EXERCISE GOAL
Quote the part of the material that opens with the line containing "det: black menu board" and closes with the line containing "[383,195,393,206]", including both of those lines.

[Begin PROVIDED RECORDS]

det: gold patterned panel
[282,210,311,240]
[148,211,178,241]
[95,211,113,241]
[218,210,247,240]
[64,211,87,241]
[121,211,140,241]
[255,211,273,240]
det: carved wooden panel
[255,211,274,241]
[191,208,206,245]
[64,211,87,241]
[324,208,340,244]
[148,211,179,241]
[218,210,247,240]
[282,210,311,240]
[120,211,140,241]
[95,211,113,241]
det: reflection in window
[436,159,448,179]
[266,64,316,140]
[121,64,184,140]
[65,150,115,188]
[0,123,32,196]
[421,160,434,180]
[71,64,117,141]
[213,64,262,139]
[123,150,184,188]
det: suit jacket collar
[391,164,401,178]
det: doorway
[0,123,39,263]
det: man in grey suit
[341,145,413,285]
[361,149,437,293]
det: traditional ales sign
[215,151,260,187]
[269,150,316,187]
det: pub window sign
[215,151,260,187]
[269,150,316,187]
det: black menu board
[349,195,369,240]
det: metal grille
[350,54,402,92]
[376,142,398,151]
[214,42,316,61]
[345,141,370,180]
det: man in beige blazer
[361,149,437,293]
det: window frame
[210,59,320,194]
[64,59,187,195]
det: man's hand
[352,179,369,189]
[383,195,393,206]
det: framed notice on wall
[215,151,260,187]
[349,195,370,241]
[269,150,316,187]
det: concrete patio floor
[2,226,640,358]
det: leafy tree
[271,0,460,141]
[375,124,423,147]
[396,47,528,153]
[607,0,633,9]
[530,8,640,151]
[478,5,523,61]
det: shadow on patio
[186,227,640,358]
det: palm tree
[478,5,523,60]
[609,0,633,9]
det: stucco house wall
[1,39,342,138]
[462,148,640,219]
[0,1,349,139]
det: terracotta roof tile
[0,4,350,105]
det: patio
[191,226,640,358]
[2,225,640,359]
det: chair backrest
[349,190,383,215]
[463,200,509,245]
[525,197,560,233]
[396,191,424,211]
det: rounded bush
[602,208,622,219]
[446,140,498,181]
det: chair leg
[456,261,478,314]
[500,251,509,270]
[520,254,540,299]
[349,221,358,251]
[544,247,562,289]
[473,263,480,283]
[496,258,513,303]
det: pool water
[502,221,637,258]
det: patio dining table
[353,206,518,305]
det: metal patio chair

[End PROVIDED RECORDS]

ANSWER
det: black menu board
[349,195,369,240]
det: metal grille
[350,54,402,92]
[376,142,398,151]
[214,42,316,61]
[345,141,370,180]
det: man in beige blazer
[361,149,437,293]
det: window frame
[210,59,320,194]
[64,59,187,195]
det: man's hand
[352,179,369,189]
[383,195,393,206]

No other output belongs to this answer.